▶ [How to complete this task] Decide whether each statement agrees with the error-handling text below, and answer yes or no with the deciding words quoted from it. 1. The corrective guidance message includes the original error_message. 2. The retry envelope retries a ToolValidationError directly. 3. The full detail of a tool-dispatch failure is logged on the server for operator debugging.

▶ [Text provided]
+++
What you should do (when it does surface):

Read the printed validation_errors. If the LLM is consistently emitting a wrong shape for one stage, the model is likely below the structured-output bar — switch to a stronger model.
For Gemini specifically: gemini-1.5-flash may struggle with very large nested schemas; try gemini-2.5-flash or gemini-2.5-pro.
For OpenAI specifically: enable FLUID_OPENAI_STRICT_SCHEMA=1 (see OpenAI strict schema below).

`ToolValidationError`

When it fires: an LLM-issued tool call had wrong arg types, missing required fields, an unknown tool name, or hit the workspace-confinement boundary (path outside the workspace root).

What the retry envelope does: non-retryable directly. Like SchemaValidationError, the agent loop converts it into a corrective message — "Tool X failed with class ToolValidationError. Your tool arguments did not match the tool's input schema. Re-read the tool's schema definition above and submit values that satisfy every required field with the correct types."

What you should do: usually nothing — the corrective-feedback loop fixes it. If you see this repeatedly across iterations, the LLM is probably below the tool-use accuracy bar (common on Ollama llama3.1 — see Capability Warnings for the per-model accuracy notes).

How errors flow through a run

Corrective-feedback layer

The multi-turn agent loop appends a deterministic guidance message to the conversation right after a failed tool call:

[user] Tool ``read_sample_schema`` failed with error class ``ToolValidationError``.
       Your tool arguments did not match the tool's input schema. Re-read the tool's
       schema definition above and submit values that satisfy every required field
       with the correct types.

The guidance is keyed off the error class only — never quotes the original error_message. That keeps the security posture intact (see next section) while still giving the LLM enough signal to course-correct on the next turn instead of retrying the same broken call until the iteration cap fires.

What gets scrubbed before reaching the LLM (S-013)

Tool-dispatch failures return {"error": "<ClassName>", "message": "Tool '<name>' failed — see server logs"} to the LLM-bound result, NOT the raw exception text. The full detail is logged server-side via LOG.warning(...) for operator debugging.

This is the SECURITY_REVIEW S-013 invariant: paths under $HOME, hostnames, env-var values, and any config fragments quoted into derived CopilotGenerationError instances stay out of the model context. Codified by tests/test_slice_ux_k_agent_loop.py::test_tool_failure_does_not_leak_path_like_exception_text and the parallel test_forge_tool_failure_does_not_leak_path_via_bridge (added when the @forge_tool migration created a new dispatch path that needed the same scrubbing).
+++
▶ [The data]
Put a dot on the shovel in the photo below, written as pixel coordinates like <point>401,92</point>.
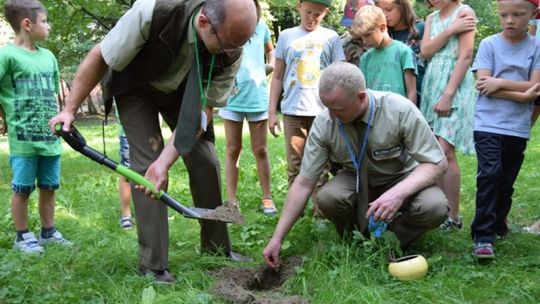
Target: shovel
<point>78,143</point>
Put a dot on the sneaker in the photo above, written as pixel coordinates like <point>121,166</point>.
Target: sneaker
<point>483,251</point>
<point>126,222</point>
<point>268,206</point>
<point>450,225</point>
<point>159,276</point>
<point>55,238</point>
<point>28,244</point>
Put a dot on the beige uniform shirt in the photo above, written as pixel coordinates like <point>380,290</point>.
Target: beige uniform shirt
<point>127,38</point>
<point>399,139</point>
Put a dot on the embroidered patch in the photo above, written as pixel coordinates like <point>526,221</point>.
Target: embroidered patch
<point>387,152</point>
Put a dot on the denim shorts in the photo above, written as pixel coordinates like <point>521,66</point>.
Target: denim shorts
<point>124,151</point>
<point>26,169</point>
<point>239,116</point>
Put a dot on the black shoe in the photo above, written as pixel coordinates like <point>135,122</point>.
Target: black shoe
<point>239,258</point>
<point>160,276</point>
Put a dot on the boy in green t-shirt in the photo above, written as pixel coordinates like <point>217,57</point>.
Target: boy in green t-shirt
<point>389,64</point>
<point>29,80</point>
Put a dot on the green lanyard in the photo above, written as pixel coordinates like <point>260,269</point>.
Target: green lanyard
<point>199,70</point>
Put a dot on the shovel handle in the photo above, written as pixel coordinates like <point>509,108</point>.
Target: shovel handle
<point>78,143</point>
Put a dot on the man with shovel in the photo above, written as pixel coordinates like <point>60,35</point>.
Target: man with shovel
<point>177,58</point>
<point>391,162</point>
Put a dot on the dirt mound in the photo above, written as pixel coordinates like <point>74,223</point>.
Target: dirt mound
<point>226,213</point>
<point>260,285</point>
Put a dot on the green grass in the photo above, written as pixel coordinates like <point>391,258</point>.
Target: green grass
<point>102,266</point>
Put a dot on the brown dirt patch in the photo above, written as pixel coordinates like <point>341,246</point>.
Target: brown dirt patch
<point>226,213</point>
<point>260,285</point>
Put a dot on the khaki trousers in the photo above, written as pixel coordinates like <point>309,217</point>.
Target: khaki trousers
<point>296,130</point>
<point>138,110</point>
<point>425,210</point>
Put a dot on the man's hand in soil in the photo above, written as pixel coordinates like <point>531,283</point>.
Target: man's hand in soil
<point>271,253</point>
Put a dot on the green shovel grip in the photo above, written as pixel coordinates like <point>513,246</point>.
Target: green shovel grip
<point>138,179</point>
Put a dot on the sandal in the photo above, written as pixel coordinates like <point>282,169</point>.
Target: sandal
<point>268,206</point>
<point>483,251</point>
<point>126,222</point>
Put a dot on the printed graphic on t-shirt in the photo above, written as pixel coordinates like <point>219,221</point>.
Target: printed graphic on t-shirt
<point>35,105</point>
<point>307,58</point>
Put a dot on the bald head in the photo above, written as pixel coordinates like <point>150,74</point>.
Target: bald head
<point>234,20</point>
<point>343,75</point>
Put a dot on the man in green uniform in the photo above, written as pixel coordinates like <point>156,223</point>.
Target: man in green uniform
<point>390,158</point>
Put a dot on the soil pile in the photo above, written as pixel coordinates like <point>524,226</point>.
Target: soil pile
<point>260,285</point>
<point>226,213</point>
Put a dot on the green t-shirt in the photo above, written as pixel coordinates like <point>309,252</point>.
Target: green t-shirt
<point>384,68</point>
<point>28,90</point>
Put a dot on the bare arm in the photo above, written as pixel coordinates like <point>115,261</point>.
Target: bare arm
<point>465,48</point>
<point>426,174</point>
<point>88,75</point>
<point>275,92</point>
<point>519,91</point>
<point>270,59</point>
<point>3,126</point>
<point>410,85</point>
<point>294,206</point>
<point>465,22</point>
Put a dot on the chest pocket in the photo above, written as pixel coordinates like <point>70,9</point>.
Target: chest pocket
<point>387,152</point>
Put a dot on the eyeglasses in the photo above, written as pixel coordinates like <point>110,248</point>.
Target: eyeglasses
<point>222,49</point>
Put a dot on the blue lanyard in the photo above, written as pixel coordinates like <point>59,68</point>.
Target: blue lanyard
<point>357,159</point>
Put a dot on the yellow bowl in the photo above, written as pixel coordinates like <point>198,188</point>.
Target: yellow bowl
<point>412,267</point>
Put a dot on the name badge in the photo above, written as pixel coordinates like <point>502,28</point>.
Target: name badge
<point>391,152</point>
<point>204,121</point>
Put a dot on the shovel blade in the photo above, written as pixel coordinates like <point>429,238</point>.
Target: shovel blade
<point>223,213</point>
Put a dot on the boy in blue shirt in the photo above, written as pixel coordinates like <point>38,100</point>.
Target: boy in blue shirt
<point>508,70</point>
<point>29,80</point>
+++
▶ [Solution to this problem]
1. No: "The guidance is keyed off the error class only — never quotes the original error_message."
2. No: "What the retry envelope does: non-retryable directly."
3. Yes: "The full detail is logged server-side via LOG.warning(...) for operator debugging."